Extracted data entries
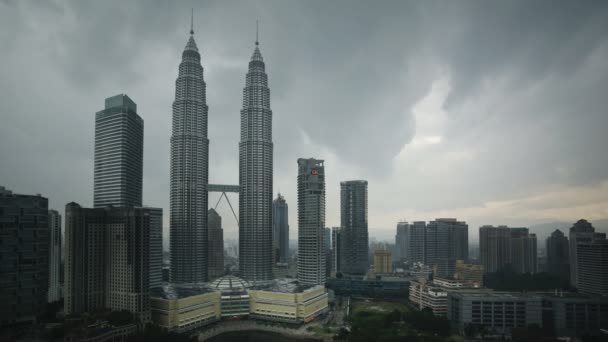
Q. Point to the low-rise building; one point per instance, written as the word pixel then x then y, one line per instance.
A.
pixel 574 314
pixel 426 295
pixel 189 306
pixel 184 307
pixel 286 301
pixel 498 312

---

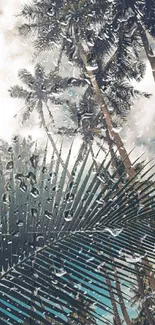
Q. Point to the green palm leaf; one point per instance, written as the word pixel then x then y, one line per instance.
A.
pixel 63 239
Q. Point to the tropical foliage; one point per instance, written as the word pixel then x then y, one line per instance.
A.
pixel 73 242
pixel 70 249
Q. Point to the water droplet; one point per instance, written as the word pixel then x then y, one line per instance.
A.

* [Aim of the exercise] The reply should consist solely of the number of lines in the records that include "word".

* [Task result] 4